Could you quote all of the material below word for word, omitting the pictures?

● ● ● ● ●

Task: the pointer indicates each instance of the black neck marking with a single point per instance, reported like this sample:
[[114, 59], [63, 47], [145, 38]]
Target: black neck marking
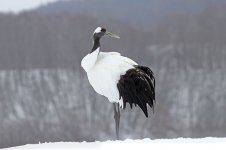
[[96, 44]]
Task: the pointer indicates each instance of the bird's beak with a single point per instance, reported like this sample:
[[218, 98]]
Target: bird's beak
[[112, 35]]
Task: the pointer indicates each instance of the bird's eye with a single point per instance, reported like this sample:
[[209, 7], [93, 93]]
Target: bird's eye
[[103, 30]]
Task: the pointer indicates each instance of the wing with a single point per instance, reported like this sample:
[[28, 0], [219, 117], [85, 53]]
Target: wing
[[137, 87]]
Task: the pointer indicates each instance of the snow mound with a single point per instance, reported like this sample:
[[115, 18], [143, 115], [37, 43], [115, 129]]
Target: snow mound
[[180, 143]]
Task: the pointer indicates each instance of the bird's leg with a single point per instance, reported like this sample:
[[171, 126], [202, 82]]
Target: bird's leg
[[117, 119]]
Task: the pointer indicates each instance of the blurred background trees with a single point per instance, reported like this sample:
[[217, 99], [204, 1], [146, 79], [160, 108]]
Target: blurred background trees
[[45, 95]]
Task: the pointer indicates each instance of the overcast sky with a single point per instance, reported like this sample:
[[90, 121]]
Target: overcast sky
[[18, 5]]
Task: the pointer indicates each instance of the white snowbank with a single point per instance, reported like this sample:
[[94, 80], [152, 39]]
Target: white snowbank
[[146, 144]]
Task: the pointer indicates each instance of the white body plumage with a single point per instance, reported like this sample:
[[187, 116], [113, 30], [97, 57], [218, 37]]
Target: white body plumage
[[104, 70]]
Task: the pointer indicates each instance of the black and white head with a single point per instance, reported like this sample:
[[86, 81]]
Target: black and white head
[[100, 32]]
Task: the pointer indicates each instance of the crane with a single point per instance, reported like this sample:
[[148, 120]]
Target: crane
[[118, 78]]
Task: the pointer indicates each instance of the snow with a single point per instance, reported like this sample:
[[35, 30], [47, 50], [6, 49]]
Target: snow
[[180, 143]]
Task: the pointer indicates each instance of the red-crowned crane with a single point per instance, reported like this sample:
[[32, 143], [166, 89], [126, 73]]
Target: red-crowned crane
[[118, 78]]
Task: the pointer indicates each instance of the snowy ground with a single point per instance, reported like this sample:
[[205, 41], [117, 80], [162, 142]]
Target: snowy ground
[[146, 144]]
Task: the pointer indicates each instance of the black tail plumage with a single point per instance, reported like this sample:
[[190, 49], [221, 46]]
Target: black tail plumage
[[137, 87]]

● ● ● ● ●

#### [RIGHT ANSWER]
Task: the pointer indicates each instance of the black neck marking with a single point per instance, reported like this sample:
[[114, 59], [63, 47], [145, 38]]
Target: black neck marking
[[96, 44]]
Task: the pointer indicates each instance of the bird's beak with a single point per instance, reported like this sample:
[[218, 98]]
Target: bird's beak
[[112, 35]]
Task: the pointer indicates each instance of the bird's eye with a single point per instance, reported like this sample:
[[209, 7], [93, 93]]
Target: bird's eye
[[103, 30]]
Task: the pointer indicates each instance of the wing with a single point per instance, reported like this sample:
[[28, 0], [219, 117], [85, 53]]
Target: wing
[[137, 87]]
Task: the pointer indicates each instance of the snow mound with a single point per instance, reported like this sample:
[[115, 18], [143, 115], [37, 43], [115, 129]]
Target: snow mound
[[180, 143]]
Task: the pointer indicates each instance of the bird's leg with a single point per instance, reported like this sample:
[[171, 126], [202, 82]]
Target: bird's leg
[[117, 119]]
Task: the pointer indicates each instance of the blurred background trees with a single point per instance, reported like this sample:
[[217, 99], [204, 1], [146, 79], [160, 108]]
Target: blurred background trees
[[45, 95]]
Task: the pointer indicates each instance of the overcast sky with a single point per instance, reported like this sample:
[[90, 121]]
Target: overcast sky
[[18, 5]]
Task: the pointer indicates each instance of the white snowbank with a single point per instance, reported like this sample:
[[94, 80], [152, 39]]
Target: white snowbank
[[146, 144]]
Task: the pointer indicates each instance of the white body plumage with a single point per instance, reported like this sample:
[[187, 116], [113, 30], [97, 57], [218, 37]]
Target: white body plumage
[[104, 70]]
Task: the pointer indicates each instance of the black and white head with a single point per instance, reported like this sample:
[[86, 81]]
Target: black and white head
[[100, 32]]
Task: the pointer indicates each instance of the crane with a single point per instance, reported like this sample:
[[148, 120]]
Target: crane
[[118, 78]]
Task: the pointer indicates each instance of the snow with a single point per instance, reported like this sample:
[[35, 30], [47, 50], [6, 49]]
Target: snow
[[180, 143]]
Task: the pointer indicates each instance of the red-crowned crane with a single point per instance, reported like this sample:
[[32, 143], [166, 89], [126, 73]]
Target: red-crowned crane
[[118, 78]]
Task: the pointer indicates each instance of the snowy ground with a single point per instance, reported like this sample:
[[205, 41], [117, 80], [162, 142]]
Target: snowy ground
[[146, 144]]
Task: the pointer indicates each instance of the black tail plumage with a single point per instance, reported like this sample:
[[190, 49], [221, 46]]
Target: black tail plumage
[[137, 87]]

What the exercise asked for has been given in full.